■ **Stored records**:
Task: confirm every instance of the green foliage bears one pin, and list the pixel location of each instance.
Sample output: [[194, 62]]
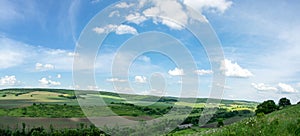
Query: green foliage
[[283, 102], [220, 122], [266, 107], [41, 131], [283, 122], [46, 110]]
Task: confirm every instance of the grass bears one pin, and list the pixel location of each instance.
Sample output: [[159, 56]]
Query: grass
[[283, 122]]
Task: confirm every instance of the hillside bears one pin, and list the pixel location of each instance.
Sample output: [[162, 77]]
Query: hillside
[[285, 122]]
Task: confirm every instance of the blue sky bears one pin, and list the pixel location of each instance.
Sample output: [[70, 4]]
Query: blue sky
[[259, 39]]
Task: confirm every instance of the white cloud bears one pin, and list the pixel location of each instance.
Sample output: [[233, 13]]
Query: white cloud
[[171, 11], [43, 67], [234, 70], [46, 82], [285, 88], [140, 79], [136, 18], [114, 13], [176, 72], [121, 29], [263, 87], [115, 80], [12, 53], [211, 5], [125, 29], [124, 5], [145, 59], [9, 81], [203, 72]]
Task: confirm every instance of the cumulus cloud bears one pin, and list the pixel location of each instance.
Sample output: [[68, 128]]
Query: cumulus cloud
[[114, 13], [115, 80], [46, 82], [211, 5], [12, 53], [136, 18], [43, 67], [176, 72], [285, 88], [263, 87], [124, 5], [144, 59], [169, 9], [121, 29], [203, 72], [234, 70], [9, 81], [140, 79]]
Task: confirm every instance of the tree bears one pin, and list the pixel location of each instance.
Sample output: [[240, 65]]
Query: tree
[[220, 122], [283, 102], [266, 107]]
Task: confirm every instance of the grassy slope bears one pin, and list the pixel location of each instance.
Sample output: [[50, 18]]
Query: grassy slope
[[285, 122]]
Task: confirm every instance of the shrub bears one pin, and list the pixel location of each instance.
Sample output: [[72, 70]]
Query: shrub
[[283, 102], [266, 107], [220, 123]]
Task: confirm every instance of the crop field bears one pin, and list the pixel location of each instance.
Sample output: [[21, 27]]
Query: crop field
[[60, 108]]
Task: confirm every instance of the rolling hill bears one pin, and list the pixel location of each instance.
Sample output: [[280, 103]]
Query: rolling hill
[[285, 122]]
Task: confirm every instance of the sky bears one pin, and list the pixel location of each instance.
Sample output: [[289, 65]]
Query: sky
[[259, 39]]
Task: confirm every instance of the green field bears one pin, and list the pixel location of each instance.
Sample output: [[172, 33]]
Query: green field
[[58, 105], [285, 122]]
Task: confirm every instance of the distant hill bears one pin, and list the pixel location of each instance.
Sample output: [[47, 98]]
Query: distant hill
[[285, 122]]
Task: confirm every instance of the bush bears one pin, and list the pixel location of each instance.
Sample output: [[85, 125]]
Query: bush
[[220, 123], [283, 102], [266, 107]]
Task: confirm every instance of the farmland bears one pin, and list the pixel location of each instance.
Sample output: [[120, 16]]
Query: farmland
[[60, 108]]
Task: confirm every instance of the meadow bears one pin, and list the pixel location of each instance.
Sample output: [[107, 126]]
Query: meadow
[[60, 108]]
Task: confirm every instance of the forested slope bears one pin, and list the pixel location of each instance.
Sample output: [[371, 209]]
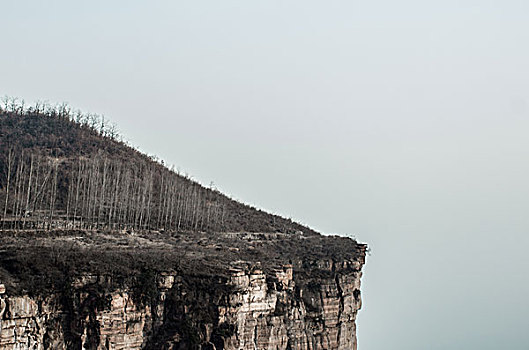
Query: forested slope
[[65, 169]]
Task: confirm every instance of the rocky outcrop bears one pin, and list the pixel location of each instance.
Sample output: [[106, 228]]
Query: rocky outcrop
[[304, 305]]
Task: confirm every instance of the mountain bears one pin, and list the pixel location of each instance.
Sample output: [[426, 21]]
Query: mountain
[[103, 247]]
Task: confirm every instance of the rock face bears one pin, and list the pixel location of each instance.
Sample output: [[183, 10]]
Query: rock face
[[304, 305]]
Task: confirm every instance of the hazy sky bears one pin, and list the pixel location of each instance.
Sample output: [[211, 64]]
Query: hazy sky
[[404, 123]]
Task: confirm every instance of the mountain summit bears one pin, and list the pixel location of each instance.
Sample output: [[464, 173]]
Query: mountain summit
[[103, 247]]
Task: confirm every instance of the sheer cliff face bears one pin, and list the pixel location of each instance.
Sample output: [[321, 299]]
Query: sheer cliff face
[[307, 305]]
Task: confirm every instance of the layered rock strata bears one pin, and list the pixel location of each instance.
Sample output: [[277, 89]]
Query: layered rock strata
[[248, 309]]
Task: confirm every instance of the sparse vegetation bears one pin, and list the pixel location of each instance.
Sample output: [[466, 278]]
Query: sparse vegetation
[[61, 168]]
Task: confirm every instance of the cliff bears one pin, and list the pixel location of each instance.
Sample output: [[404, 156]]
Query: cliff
[[285, 294], [102, 247]]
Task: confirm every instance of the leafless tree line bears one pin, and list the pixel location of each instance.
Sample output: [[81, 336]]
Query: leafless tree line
[[94, 122], [101, 192]]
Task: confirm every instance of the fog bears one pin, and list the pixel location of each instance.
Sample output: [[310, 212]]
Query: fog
[[402, 123]]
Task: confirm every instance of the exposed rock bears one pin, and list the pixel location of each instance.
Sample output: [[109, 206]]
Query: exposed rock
[[247, 309]]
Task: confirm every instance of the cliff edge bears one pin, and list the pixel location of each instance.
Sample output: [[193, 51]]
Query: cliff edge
[[102, 247]]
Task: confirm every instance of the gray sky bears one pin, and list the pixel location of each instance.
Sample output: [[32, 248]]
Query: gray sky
[[403, 123]]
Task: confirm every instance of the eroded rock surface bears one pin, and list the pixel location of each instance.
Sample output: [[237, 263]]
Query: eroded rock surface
[[273, 302]]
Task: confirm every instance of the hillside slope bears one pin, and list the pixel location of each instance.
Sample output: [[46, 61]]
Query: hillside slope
[[102, 247], [76, 174]]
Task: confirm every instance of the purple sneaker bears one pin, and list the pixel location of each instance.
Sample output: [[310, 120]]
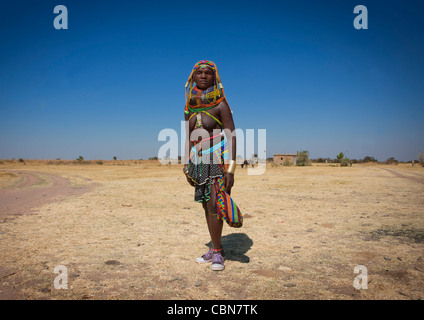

■ **About this exercise**: A faithful copy of all the data above, without its pictures, is the expected result.

■ **Problem solution**:
Task: confirm every instance of the green foliage bears one pin, and list the pixel location of each instance.
Sample output: [[194, 62]]
Query: green foliage
[[283, 102], [220, 122], [266, 107], [41, 131], [283, 122], [46, 110]]
Task: confirm every instance of the grass bears one pin, and list the pixel location of each instance.
Sample output: [[159, 56]]
Query: grass
[[283, 122]]
Task: confirm every instance of the hillside bears one pin, and list the pixel location of each instance.
Sample output: [[162, 77]]
Query: hillside
[[285, 122]]
Task: confirm every instance of the blue sky bears one pin, and list the pixel location of each instance.
Sample output: [[70, 4]]
Query: blue sky
[[259, 39]]
Task: confirm every instance of the white cloud bears one pin, and list the pixel location of each instance.
Sample output: [[233, 13]]
Query: white cloud
[[171, 11], [43, 67], [234, 70], [46, 82], [285, 88], [140, 79], [136, 18], [114, 13], [176, 72], [121, 29], [263, 87], [115, 80], [12, 53], [211, 5], [125, 29], [124, 5], [145, 59], [9, 81], [203, 72]]
Task: confirm every instance of the cumulus cloud bears one pin, and list the pixel location of each instance.
Sample output: [[68, 128]]
Query: cumulus cloud
[[114, 13], [115, 80], [46, 82], [211, 5], [12, 53], [136, 18], [43, 67], [176, 72], [285, 88], [263, 87], [124, 5], [144, 59], [169, 9], [121, 29], [203, 72], [234, 70], [9, 81], [140, 79]]
Task: confirm every instance of the tree bears one pin, and list the pixel location of each instance.
Sample output: [[240, 65]]
Query: tree
[[220, 122], [283, 102], [266, 107]]
Task: confirm every instance of the grassy slope bears one pin, and list the pixel location of each instance.
Sample output: [[50, 18]]
Query: grassy slope
[[285, 122]]
Task: confirm every instance of the shrub bears one pin, and list the pixel location of each instance.
Sample output: [[72, 70]]
Query: shrub
[[283, 102], [266, 107], [220, 123]]
Task: confirm every instance of the crop field bears one pin, and list the pixel location of each instance.
Sample output: [[21, 27]]
Query: crop field
[[60, 108]]
Task: confirm every instance of the rolling hill bears one pin, and list the pixel location of each instance.
Sample output: [[280, 103]]
Query: rolling hill
[[285, 122]]
Task: confirm every instance of the sky bears one pin, and list the pixel location of each instance.
Sample output: [[289, 65]]
Query: sky
[[259, 39]]
Task: confirm every instance of the green field bears one pin, and list the pixel location of each instance.
Sample output: [[172, 33]]
Query: green field
[[58, 105], [285, 122]]
Task: confirm every instance of the distant hill bears one pin, and list the pixel location of each instance.
Sample output: [[47, 98]]
Query: distant hill
[[285, 122]]
Task: confirm every instance of the bush bears one pin, and list the pixel location of each instance.
Sample output: [[85, 125]]
Query: bush
[[220, 123], [283, 102], [266, 107]]
Task: confirm every instance of the farmland bears one pin, and list the pixel location of each instance.
Sample output: [[120, 16]]
Query: farmland
[[60, 108]]
Task: confirm every instance of the meadow bears one pin, and list the pixel location of each instance.
Sample output: [[107, 126]]
Query: meadow
[[60, 108]]
Task: confirm every instance of the forested slope bears one pin, and list the pixel location of each instance.
Sample output: [[371, 209]]
Query: forested slope
[[65, 169]]
Task: confirm every instance of the rocky outcrop bears one pin, and list the pixel location of each instance.
Sample output: [[106, 228]]
Query: rocky outcrop
[[304, 305]]
Task: confirm every instance of the mountain bears one pin, and list the pixel location of each instance.
Sample output: [[426, 21]]
Query: mountain
[[103, 247]]
Task: confirm every instance of the rock face bears one pin, and list the pixel location of each instance.
Sample output: [[183, 10]]
Query: rock face
[[304, 305]]
Task: confirm every instance of the hazy sky bears one pin, and list the pixel location of each instance.
Sample output: [[211, 64]]
Query: hazy sky
[[404, 123]]
Task: confirm every instance of the mountain summit bears one pin, and list the pixel location of each instance.
Sample output: [[464, 173]]
Query: mountain summit
[[103, 247]]
Task: confirm every instance of the sheer cliff face bears one pin, and list the pixel location of each instance.
Sample output: [[321, 299]]
Query: sheer cliff face
[[307, 305]]
Task: confirm every instance of the layered rock strata bears one pin, and list the pixel location of each instance.
Sample output: [[277, 89]]
Query: layered rock strata
[[248, 309]]
Task: confirm every instance of the sparse vegetation bears one pin, and list the pixel location of each instance.
Sample output: [[466, 278]]
Query: sparse vegetation
[[61, 168]]
Task: confirm every instance of the cliff bears one pin, and list the pixel location of each instance.
Sample output: [[404, 156]]
Query: cliff
[[285, 294], [102, 247]]
Task: confirm every instance of the leafless tree line bears one pin, and list the pixel location of each instance.
Sample output: [[81, 336]]
Query: leafless tree line
[[94, 122], [101, 192]]
Task: confirm every instance of the fog bears one pin, and list the pixel location of each instance.
Sample output: [[310, 212]]
Query: fog
[[402, 123]]
Task: confirm every instance of the exposed rock bears one pin, and list the pixel location of each instance.
Sample output: [[109, 206]]
Query: exposed rock
[[247, 309]]
Task: confirm every instance of the cliff edge bears one pin, and list the pixel location of each instance.
Sample output: [[193, 51]]
Query: cliff edge
[[102, 247]]
Task: confirm every instance of the gray sky bears one pin, and list the pixel location of each instance.
Sample output: [[32, 248]]
Query: gray sky
[[403, 123]]
Task: confirm every instance of the eroded rock surface bears one pin, and list the pixel location of each instance.
Sample output: [[237, 263]]
Query: eroded rock surface
[[273, 302]]
Task: confirm every instance of the hillside slope bears one pin, and list the pixel location of each instance.
Sample output: [[46, 61]]
Query: hillside slope
[[102, 247], [76, 174]]
Task: confirm every instance of the purple sneaker bears one pin, and list the pixel location of each instance.
Sample output: [[310, 120]]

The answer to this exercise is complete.